§ 選択抜粋:
_ _ _

衆議院議員(11期)、内閣官房長官(第21・22代)、外務大臣(第92・93・100・101代)、通商産業大臣(第31代)、大蔵大臣(第79・80代)、内閣総理大臣(第68・69代)などを歴任した。

 

生い立ち [編集]香川県三豊郡和田村(現観音寺市)の農家大平利吉・サクの三男として生まれる。兄2人、姉3人、弟妹がそれぞれ1人ずつの8人兄弟であったが、正芳が生まれた時長女は満1歳で、兄の1人も2歳半で既に亡くなっていた[1]。父利吉は学歴こそ無かったものの村会議員や水利組合の総代を務めていた。また利吉は書をたしなみ,和漢の古典にもよく通じた読書家で、正芳の読書好きや漢籍への造詣も父の影響を強く受けている。大平は「讃岐の貧農の倅」と称したが生家は中流に属していた。それでも子供6人を抱えた大平家の生活は苦しいもので、正芳も幼い頃から内職を手伝うなどして家計を支えていた[2]。

和田村立大正尋常高等小学校(現観音寺市立豊浜小学校)、旧制三豊中学校(現香川県立観音寺第一高等学校)に進んだ。当時、中学校に進学する者は学級で2、3人程度で、次男・三男には分けてやるものはないからせめて学業くらいは修めさせてやろうという利吉の気遣いからであった。兄の大平数光は高等小学校を卒業して家業を継ぎ、後に豊浜町長となって大平の地元での選挙活動を支援した。中学時代の大平は温厚で目立たない少年で、級友たちは後に政治家になった大平に当惑したという[3]。

1926年(大正15年)、三豊中4年の時大平は腸チフスに罹り4ヶ月間生死の境をさまよった。家計に負担をかけないため海軍兵学校を受験したが、受験前に急性中耳炎を患い身体検査で不合格となった。1927年(昭和2年)夏、父利吉が急死する。翌1928年(昭和3年)4月、経済的に恵まれなかったものの親戚からの援助や奨学金を得て高松高等商業学校(現香川大学経済学部)に進学[4]。

_ _ _

§ 課題内容 A: この抜粋によると、大平正芳は1928年4月にどの学校へ進学しましたか。
この抜粋と一覧は、それぞれ別の出典に由来します。

§ 提供データ:
_ _ _

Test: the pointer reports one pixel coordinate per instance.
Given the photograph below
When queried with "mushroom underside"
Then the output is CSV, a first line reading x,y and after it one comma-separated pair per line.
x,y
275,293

_ _ _

§ 課題内容 B: 上の一覧にある行をすべて、一字も変えずに抜き出してください。

§ 最終回答 A: 高松高等商業学校(現香川大学経済学部)に進学しました。

§ 最終回答 B:
Test: the pointer reports one pixel coordinate per instance.
Given the photograph below
When queried with "mushroom underside"
Then the output is CSV, a first line reading x,y and after it one comma-separated pair per line.
x,y
275,293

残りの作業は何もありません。